Top of MATERIAL SUPPLIED

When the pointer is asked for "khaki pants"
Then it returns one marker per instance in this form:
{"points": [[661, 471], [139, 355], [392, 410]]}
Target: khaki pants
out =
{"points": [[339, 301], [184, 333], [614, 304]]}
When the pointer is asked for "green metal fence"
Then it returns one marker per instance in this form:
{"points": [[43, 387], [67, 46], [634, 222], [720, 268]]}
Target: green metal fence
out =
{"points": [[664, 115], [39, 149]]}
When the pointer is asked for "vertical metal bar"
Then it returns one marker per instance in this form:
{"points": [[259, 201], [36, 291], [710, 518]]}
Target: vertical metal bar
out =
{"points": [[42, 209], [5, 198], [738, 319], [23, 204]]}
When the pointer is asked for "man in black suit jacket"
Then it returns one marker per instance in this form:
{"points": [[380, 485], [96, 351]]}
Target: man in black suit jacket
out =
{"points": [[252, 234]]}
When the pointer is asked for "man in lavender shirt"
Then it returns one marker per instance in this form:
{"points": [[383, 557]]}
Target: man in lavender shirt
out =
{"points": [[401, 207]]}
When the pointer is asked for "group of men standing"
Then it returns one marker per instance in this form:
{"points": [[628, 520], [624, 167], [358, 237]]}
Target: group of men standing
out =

Bottom of MATERIAL SUPPLIED

Write out the material above exactly and in full.

When the pointer is asked for "khaki pants"
Then it returns one marker per instance in this form:
{"points": [[661, 471], [139, 355], [392, 410]]}
Target: khaki pants
out =
{"points": [[339, 301], [184, 333], [614, 304]]}
When the pointer is asked for "green metal fence"
Then it returns one marker per instance in this form:
{"points": [[43, 387], [67, 46], [634, 222], [720, 268]]}
Target: green metal fence
out =
{"points": [[664, 115], [39, 149]]}
When the pointer is asked for "vertical metal bar"
Then it returns one marker per instance in this form:
{"points": [[259, 201], [36, 291], [710, 518]]}
Target: vertical metal bar
out =
{"points": [[42, 209], [5, 198], [738, 319], [23, 204]]}
When the pointer is asked for "man in black suit jacket"
Then it returns one marker per instance in this form:
{"points": [[380, 485], [96, 351]]}
Target: man in black suit jacket
out =
{"points": [[252, 234]]}
When the pointer is asked for "man in lavender shirt"
Then it returns one marker per instance in this form:
{"points": [[383, 557]]}
Target: man in lavender shirt
out =
{"points": [[401, 207]]}
When the pointer is asked for "group of men standing"
Then it returns one marker per instance in this form:
{"points": [[628, 520], [624, 167], [358, 237]]}
Target: group of men standing
out =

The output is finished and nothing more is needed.